• _Exercise description_
Below is a set of entries. Reproduce exactly the lines from the one containing "of the stemless" through the end, both included.

• _Material provided_
§
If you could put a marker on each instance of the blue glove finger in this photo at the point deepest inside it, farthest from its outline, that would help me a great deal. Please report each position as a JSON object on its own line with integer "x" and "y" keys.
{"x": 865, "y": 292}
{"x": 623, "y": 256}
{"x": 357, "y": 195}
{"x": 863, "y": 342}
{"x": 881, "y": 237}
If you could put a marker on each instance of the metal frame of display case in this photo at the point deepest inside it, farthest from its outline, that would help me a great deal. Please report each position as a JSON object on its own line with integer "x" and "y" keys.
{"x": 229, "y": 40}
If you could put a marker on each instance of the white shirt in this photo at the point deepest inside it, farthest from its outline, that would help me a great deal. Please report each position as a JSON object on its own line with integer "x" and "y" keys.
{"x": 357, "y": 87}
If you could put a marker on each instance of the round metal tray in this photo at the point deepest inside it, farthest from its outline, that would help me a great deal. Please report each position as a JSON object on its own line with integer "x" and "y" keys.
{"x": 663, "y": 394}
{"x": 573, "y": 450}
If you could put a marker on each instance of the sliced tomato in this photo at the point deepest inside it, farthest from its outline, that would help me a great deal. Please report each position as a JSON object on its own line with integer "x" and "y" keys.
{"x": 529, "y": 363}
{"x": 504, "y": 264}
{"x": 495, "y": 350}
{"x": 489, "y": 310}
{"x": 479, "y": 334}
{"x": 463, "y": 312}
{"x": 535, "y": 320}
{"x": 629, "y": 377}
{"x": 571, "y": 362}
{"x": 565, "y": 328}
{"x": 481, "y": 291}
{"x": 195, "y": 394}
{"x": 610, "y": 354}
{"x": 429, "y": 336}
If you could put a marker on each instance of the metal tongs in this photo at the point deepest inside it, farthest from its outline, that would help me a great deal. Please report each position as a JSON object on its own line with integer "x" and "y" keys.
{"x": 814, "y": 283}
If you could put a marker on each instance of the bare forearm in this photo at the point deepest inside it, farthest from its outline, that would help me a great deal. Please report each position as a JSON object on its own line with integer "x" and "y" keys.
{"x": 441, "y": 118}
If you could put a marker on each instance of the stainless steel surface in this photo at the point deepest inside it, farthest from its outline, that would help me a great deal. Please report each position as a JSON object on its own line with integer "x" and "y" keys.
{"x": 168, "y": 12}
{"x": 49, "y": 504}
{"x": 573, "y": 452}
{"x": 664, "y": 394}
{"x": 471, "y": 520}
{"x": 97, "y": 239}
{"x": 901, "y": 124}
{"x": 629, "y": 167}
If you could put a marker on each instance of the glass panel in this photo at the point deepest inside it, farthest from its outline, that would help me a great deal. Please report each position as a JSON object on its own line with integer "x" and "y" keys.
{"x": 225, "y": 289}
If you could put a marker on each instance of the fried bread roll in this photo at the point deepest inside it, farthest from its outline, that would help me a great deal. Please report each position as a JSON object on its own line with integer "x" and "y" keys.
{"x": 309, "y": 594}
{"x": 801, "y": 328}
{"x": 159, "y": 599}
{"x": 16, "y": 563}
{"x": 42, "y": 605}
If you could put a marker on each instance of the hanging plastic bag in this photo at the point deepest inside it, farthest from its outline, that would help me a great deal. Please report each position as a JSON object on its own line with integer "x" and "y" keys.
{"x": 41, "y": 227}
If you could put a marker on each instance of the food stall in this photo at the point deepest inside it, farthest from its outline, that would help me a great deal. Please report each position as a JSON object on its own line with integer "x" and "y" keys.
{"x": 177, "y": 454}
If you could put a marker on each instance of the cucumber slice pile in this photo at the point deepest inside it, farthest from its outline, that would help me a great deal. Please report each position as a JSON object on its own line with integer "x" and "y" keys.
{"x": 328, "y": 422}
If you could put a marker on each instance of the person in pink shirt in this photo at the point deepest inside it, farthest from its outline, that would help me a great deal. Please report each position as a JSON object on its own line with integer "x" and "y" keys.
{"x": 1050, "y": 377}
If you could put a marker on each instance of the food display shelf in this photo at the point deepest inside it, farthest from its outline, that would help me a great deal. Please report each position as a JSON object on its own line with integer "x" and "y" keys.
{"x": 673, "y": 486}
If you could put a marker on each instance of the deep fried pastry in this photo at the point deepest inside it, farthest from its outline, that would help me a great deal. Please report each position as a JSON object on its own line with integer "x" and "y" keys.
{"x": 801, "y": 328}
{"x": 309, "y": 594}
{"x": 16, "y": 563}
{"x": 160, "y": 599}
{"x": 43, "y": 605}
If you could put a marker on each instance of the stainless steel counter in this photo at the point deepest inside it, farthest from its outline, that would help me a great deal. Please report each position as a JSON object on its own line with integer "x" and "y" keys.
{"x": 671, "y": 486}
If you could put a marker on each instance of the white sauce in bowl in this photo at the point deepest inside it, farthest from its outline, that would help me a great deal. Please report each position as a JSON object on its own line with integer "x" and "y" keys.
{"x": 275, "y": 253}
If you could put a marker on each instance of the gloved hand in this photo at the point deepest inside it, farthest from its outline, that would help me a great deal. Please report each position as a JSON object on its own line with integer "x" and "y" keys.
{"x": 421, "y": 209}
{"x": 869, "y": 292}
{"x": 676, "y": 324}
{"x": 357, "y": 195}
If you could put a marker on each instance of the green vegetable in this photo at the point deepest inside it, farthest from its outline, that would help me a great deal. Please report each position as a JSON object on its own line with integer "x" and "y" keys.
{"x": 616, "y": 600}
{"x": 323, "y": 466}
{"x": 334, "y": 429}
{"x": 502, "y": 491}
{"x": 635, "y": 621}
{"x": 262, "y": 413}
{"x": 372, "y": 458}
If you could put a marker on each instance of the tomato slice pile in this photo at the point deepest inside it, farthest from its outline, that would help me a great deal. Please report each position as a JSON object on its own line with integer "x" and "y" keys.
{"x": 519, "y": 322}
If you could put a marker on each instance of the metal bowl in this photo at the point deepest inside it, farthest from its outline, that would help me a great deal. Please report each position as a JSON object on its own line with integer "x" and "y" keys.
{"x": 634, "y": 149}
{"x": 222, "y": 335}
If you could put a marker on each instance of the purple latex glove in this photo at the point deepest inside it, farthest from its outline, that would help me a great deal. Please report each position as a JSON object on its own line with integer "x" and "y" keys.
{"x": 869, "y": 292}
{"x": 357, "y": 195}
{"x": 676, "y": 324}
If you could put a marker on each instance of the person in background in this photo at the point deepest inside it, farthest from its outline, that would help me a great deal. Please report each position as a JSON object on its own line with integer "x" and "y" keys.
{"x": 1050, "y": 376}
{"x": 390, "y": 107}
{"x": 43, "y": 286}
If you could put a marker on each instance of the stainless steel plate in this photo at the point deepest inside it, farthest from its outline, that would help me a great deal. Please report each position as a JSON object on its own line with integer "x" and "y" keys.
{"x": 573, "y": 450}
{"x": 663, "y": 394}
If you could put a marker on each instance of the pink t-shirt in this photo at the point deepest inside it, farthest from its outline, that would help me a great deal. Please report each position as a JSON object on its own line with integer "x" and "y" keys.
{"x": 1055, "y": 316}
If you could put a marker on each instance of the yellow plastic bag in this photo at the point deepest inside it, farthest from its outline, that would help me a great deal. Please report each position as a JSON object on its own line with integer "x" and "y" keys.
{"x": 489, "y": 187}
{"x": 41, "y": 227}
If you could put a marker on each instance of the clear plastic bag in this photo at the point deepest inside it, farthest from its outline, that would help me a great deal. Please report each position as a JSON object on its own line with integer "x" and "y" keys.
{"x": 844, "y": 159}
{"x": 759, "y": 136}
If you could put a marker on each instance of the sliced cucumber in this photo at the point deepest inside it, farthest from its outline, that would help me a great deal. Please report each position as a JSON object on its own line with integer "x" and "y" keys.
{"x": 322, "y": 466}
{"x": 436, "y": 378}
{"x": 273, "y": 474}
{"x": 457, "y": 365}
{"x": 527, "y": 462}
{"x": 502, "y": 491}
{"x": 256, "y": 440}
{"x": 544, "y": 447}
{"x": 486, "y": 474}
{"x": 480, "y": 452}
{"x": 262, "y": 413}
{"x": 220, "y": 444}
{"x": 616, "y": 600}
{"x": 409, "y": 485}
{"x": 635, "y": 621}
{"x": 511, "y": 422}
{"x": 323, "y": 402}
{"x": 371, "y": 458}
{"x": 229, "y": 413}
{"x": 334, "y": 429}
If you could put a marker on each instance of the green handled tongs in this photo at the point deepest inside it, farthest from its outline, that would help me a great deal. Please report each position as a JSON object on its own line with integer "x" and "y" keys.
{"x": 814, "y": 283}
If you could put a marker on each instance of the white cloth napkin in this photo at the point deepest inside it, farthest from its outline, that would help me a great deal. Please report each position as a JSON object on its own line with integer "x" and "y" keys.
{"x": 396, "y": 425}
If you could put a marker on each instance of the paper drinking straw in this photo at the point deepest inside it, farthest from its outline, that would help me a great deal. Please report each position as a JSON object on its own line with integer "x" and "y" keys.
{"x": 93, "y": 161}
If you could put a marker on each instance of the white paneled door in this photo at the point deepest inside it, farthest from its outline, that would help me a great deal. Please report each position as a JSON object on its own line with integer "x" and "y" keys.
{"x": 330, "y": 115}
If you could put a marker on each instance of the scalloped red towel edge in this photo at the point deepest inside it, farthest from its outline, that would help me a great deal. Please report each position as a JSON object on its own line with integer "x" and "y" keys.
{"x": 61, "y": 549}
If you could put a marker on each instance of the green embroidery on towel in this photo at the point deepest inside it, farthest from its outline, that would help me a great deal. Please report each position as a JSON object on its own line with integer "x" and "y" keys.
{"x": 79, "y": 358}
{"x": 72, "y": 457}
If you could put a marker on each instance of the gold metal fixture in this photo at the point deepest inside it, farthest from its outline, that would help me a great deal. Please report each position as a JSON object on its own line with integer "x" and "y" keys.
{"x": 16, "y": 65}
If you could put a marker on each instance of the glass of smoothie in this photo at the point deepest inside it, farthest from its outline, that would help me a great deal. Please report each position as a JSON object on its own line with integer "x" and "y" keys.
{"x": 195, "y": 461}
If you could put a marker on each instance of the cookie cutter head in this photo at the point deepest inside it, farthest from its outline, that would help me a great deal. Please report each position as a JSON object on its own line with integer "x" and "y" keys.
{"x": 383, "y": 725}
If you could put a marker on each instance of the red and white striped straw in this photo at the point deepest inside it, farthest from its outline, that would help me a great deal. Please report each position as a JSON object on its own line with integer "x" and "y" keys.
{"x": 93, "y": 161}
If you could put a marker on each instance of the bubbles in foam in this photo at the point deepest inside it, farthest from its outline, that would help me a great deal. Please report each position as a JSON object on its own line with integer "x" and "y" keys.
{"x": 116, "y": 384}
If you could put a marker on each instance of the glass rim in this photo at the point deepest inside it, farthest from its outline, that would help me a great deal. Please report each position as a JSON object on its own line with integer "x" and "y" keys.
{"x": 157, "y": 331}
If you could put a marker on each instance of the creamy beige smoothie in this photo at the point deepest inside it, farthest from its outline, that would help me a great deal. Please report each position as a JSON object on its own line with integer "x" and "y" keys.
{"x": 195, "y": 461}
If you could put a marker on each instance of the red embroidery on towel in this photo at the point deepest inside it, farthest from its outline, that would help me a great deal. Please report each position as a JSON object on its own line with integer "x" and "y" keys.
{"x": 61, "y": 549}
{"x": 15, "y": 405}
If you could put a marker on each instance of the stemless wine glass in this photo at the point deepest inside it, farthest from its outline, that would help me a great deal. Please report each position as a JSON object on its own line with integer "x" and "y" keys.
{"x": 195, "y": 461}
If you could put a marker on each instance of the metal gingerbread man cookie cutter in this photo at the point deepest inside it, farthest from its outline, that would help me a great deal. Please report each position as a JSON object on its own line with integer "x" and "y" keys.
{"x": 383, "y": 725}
§
• _Correct output_
If you could put a marker on each instance of the stemless wine glass in this photo at the point deepest inside it, farthest from its outline, that would help me a great deal. Please report each position as a JSON object on its own line with integer "x" and "y" keys.
{"x": 195, "y": 461}
If you could put a marker on each instance of the metal gingerbread man cookie cutter in this photo at the point deepest inside it, farthest from its outline, that would help me a great deal. Please report each position as a JSON object on its own line with integer "x" and "y" keys.
{"x": 383, "y": 725}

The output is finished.